把下面这篇开锁题摘录从头到尾一字不差地复制一遍。
-------- 所给摘录
首页 > ACM题库 > HDU-杭电 > HDU 1195 Open the Lock-BFS-[解题报告] C++
2013
12-04

HDU 1195 Open the Lock-BFS-[解题报告] C++

Open the Lock

问题描述 :

Now an emergent task for you is to open a password lock. The password is consisted of four digits. Each digit is numbered from 1 to 9.
Each time, you can add or minus 1 to any digit. When add 1 to ’9′, the digit will change to be ’1′ and when minus 1 to ’1′, the digit will change to be ’9′. You can also exchange the digit with its neighbor. Each action will take one step.

Now your task is to use minimal steps to open the lock.

Note: The leftmost digit is not the neighbor of the rightmost digit.

输入:

The input file begins with an integer T, indicating the number of test cases.

Each test case begins with a four digit N, indicating the initial state of the password lock. Then followed a line with anotther four dight M, indicating the password which can open the lock. There is one blank line after each test case.

输出:

For each test case, print the minimal steps in one line.

样例输入:

2
1234
2144

1111
9999

样例输出:

2
4

 题意:有一个四位数字的字符串,要求将初始数字串改变成目标数字串,允许的操作有两种:

1、将每一位加1或减1操作,1减1操作变成9,9加1操作变成1;

2、交换相邻的两个字符;

每一种操作为一步,求最少要用多少步才能完成从初始状态到目标状态。

注意:首个字符和最后一个字符不算相邻。

思路:将上面两步分解成四个步骤操作,加1,减1,向左交换,向右交换。用bfs搜索每一种操作状态,找到目标状态就把这次找到目标状态所花的步骤和已经有的最少步骤作比较,这次所用步骤少就将值赋给最少步骤。
----------------
-------- 所示信息
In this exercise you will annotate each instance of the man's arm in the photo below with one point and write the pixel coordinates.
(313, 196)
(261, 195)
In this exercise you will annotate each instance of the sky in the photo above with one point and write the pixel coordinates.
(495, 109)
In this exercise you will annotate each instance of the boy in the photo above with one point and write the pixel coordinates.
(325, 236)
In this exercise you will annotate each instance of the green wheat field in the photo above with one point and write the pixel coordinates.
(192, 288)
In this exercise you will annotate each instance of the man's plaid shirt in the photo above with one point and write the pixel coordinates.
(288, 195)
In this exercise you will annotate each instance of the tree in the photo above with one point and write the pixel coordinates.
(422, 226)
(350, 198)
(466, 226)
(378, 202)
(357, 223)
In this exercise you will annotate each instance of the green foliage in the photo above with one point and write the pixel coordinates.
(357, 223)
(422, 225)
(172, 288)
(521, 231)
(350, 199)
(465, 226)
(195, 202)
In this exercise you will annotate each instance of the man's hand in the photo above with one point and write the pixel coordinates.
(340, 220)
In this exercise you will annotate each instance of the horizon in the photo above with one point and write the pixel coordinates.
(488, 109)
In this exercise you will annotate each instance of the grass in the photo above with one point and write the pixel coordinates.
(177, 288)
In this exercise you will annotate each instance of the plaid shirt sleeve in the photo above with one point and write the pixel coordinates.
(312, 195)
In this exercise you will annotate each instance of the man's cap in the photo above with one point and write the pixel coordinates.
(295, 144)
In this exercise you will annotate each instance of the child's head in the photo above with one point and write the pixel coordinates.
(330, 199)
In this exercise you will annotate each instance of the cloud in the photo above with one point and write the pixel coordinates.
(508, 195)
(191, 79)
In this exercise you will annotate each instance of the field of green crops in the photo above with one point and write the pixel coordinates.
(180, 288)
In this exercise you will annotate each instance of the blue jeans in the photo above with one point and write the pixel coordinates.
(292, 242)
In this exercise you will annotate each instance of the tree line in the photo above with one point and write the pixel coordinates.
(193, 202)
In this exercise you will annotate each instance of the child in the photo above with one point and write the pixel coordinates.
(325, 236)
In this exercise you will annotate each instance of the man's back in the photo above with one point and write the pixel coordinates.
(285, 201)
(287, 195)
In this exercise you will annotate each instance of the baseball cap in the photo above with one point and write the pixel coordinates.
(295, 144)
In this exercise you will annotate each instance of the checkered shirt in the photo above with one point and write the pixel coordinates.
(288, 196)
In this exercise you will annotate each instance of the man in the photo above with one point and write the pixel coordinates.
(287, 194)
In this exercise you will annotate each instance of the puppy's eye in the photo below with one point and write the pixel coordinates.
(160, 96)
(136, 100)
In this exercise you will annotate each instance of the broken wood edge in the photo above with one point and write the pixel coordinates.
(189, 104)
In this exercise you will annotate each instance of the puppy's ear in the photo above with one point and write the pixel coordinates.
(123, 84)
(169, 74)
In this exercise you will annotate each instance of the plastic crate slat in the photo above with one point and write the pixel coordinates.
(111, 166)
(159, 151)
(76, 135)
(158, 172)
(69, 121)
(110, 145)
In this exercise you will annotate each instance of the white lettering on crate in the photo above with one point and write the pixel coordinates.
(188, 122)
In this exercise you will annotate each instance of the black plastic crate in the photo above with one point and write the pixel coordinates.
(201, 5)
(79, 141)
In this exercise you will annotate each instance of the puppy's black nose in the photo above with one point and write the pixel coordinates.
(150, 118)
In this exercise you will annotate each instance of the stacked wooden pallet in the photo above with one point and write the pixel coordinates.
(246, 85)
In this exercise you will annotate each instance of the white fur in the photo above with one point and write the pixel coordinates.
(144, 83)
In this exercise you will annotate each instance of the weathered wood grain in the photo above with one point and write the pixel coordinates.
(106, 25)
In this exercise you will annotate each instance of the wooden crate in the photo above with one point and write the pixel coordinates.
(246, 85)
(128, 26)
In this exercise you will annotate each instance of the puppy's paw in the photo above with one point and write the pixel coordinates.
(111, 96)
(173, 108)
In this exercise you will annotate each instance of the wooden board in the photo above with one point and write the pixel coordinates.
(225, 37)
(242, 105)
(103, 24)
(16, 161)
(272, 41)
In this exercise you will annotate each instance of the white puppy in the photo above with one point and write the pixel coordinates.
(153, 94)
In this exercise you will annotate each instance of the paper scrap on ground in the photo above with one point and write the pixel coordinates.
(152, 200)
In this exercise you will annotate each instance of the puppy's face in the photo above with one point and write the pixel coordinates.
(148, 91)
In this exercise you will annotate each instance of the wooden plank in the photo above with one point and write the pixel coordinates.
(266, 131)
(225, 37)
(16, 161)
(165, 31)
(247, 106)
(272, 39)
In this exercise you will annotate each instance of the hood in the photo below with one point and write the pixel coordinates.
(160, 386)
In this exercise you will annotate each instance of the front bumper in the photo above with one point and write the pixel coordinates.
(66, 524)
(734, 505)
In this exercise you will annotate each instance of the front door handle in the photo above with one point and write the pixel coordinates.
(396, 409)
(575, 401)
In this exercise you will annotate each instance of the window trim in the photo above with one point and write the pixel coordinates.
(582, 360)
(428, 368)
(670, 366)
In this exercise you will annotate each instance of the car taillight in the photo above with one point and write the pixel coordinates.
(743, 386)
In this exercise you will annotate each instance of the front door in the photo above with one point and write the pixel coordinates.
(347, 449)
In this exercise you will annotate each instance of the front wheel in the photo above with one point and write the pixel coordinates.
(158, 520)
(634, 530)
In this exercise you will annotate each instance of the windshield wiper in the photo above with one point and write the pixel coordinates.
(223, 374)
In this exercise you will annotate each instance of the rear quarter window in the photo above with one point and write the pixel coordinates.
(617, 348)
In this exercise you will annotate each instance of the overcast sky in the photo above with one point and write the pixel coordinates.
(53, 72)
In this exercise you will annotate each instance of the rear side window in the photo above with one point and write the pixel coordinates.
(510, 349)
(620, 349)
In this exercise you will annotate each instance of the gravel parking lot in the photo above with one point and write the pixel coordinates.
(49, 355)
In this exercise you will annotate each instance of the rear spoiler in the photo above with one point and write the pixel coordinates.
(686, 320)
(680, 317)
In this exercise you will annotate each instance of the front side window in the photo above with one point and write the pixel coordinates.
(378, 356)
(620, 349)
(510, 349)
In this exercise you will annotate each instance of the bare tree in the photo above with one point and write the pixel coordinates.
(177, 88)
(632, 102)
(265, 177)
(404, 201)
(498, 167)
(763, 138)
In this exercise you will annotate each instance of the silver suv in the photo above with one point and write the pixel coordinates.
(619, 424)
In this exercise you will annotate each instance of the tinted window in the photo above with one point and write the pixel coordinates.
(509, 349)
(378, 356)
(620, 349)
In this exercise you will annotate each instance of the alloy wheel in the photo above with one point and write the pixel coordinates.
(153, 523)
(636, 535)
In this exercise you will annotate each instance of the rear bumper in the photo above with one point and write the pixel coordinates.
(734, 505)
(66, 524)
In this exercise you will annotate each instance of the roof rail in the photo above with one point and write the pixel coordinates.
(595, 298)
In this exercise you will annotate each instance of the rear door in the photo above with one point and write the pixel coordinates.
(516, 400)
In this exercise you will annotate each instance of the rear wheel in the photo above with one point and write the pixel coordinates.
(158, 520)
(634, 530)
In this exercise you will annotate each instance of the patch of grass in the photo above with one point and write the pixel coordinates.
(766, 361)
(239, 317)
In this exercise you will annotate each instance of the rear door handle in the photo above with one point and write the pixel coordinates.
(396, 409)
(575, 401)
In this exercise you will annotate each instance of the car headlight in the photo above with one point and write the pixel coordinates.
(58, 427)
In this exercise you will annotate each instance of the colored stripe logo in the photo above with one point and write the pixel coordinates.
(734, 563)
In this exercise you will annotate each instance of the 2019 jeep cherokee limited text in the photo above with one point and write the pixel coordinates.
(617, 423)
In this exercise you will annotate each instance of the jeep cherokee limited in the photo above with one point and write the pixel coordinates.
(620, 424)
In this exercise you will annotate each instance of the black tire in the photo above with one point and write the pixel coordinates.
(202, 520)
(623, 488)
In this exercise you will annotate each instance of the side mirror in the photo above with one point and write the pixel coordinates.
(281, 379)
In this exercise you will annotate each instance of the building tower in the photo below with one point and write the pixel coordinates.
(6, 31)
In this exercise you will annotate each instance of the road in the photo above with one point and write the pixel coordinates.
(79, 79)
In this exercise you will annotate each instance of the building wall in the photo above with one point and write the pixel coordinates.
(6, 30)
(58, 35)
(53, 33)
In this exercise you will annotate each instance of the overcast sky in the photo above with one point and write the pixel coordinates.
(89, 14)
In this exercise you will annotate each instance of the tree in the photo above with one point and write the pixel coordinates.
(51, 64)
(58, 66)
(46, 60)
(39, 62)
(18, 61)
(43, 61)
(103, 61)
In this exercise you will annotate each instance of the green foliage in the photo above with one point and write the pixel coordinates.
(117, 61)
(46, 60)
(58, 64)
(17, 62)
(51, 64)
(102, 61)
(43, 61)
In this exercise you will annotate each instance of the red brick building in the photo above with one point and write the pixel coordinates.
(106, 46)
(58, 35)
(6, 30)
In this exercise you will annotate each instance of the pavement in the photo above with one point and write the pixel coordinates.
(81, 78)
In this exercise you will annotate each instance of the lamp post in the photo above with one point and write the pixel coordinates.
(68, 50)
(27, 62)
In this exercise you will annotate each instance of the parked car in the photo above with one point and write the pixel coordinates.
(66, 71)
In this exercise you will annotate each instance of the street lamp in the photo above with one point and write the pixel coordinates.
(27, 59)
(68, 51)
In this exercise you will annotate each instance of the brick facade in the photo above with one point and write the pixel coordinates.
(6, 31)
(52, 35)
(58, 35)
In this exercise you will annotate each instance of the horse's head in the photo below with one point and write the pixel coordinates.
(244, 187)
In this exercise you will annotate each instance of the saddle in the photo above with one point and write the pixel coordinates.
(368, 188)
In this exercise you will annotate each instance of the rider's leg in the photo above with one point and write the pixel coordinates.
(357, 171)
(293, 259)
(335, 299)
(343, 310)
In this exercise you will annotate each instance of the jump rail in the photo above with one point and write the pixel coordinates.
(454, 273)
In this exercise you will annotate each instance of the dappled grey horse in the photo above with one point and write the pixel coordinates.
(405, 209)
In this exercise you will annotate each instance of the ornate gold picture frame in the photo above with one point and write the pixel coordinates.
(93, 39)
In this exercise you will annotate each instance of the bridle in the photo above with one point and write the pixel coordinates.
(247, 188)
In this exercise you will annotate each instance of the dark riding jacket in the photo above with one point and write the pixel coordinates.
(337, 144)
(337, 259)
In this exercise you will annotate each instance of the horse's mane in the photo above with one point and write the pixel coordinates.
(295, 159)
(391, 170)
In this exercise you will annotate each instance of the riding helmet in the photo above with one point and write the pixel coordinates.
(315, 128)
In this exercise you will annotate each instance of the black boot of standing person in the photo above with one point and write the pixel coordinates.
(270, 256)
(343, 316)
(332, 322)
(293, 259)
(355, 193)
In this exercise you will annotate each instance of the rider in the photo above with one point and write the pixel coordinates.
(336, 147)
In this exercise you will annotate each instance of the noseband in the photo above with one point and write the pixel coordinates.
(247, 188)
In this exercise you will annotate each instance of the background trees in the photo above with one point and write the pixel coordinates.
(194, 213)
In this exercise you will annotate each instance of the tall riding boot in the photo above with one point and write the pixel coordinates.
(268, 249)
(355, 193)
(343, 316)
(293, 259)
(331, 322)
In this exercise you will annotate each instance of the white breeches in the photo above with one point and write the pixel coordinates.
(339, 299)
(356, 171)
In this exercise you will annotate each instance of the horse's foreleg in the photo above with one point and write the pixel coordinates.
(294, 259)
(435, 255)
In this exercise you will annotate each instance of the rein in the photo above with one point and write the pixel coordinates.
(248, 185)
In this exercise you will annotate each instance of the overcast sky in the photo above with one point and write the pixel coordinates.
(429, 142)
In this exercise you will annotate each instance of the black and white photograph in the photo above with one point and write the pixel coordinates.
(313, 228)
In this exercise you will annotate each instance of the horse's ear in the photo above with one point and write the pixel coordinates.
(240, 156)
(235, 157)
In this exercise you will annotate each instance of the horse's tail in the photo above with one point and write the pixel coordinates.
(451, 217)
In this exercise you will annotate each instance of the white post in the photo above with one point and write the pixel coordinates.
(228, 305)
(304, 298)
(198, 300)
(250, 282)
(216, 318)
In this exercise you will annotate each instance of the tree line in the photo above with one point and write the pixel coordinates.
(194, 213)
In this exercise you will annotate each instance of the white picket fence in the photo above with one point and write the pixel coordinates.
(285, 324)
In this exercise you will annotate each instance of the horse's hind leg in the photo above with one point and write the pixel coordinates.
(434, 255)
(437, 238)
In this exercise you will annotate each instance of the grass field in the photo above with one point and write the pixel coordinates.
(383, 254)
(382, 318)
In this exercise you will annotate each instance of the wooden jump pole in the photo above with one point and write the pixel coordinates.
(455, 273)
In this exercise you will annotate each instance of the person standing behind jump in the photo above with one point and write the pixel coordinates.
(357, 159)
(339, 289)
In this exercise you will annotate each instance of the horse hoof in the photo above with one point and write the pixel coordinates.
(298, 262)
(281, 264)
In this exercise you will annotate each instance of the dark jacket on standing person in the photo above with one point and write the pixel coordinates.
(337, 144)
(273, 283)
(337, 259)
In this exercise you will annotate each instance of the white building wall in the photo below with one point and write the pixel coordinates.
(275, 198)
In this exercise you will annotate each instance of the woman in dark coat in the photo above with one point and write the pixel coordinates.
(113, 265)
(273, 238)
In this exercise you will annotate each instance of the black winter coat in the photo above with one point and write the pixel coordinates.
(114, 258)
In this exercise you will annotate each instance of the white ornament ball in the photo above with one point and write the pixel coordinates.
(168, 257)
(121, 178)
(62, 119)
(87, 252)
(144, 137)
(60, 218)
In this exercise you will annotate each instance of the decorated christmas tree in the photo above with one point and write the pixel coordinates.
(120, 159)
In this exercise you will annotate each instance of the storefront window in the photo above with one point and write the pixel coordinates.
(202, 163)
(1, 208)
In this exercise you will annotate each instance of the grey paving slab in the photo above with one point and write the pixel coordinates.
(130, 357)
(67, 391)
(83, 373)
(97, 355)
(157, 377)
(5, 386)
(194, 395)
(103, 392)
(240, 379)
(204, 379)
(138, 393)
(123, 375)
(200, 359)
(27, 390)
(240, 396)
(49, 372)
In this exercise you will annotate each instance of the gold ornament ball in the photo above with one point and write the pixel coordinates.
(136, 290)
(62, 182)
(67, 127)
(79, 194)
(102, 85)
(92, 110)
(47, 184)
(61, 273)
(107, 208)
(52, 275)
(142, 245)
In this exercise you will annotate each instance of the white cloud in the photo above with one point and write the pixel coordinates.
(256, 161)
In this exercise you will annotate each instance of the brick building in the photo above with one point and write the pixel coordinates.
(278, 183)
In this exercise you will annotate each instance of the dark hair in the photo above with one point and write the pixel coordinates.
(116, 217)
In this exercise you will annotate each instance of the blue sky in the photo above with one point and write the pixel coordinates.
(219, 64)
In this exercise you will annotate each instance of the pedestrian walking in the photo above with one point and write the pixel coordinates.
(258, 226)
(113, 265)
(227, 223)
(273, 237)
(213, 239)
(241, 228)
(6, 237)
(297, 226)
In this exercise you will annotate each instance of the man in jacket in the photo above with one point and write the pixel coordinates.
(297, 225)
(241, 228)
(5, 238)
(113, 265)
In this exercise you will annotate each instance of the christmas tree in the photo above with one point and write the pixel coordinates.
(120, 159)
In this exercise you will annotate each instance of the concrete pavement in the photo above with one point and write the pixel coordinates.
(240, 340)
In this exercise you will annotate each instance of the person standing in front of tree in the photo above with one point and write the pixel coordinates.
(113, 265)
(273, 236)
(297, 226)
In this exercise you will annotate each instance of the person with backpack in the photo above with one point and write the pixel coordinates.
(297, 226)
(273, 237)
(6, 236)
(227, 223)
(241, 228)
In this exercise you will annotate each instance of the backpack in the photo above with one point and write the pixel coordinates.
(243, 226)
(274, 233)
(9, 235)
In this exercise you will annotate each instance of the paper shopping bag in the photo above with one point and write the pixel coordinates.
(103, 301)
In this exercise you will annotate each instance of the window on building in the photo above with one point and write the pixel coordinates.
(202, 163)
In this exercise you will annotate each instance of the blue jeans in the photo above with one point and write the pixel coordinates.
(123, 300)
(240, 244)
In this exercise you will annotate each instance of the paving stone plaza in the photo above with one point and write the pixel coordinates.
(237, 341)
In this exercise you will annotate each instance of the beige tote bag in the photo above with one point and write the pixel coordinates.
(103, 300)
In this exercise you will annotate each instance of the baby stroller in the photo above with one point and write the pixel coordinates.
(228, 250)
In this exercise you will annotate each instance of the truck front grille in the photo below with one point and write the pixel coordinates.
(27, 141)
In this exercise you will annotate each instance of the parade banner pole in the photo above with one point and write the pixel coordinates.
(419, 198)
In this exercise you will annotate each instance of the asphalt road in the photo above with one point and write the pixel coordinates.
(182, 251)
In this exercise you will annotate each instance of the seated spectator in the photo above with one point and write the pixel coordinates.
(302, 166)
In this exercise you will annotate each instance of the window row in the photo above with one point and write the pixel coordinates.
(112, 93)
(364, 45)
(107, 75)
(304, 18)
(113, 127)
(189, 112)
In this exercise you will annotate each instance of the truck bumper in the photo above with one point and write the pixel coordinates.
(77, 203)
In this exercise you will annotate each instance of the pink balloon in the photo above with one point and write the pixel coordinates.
----------------
解答 —
首页 > ACM题库 > HDU-杭电 > HDU 1195 Open the Lock-BFS-[解题报告] C++
2013
12-04

HDU 1195 Open the Lock-BFS-[解题报告] C++

Open the Lock

问题描述 :

Now an emergent task for you is to open a password lock. The password is consisted of four digits. Each digit is numbered from 1 to 9.
Each time, you can add or minus 1 to any digit. When add 1 to ’9′, the digit will change to be ’1′ and when minus 1 to ’1′, the digit will change to be ’9′. You can also exchange the digit with its neighbor. Each action will take one step.

Now your task is to use minimal steps to open the lock.

Note: The leftmost digit is not the neighbor of the rightmost digit.

输入:

The input file begins with an integer T, indicating the number of test cases.

Each test case begins with a four digit N, indicating the initial state of the password lock. Then followed a line with anotther four dight M, indicating the password which can open the lock. There is one blank line after each test case.

输出:

For each test case, print the minimal steps in one line.

样例输入:

2
1234
2144

1111
9999

样例输出:

2
4

 题意:有一个四位数字的字符串,要求将初始数字串改变成目标数字串,允许的操作有两种:

1、将每一位加1或减1操作,1减1操作变成9,9加1操作变成1;

2、交换相邻的两个字符;

每一种操作为一步,求最少要用多少步才能完成从初始状态到目标状态。

注意:首个字符和最后一个字符不算相邻。

思路:将上面两步分解成四个步骤操作,加1,减1,向左交换,向右交换。用bfs搜索每一种操作状态,找到目标状态就把这次找到目标状态所花的步骤和已经有的最少步骤作比较,这次所用步骤少就将值赋给最少步骤。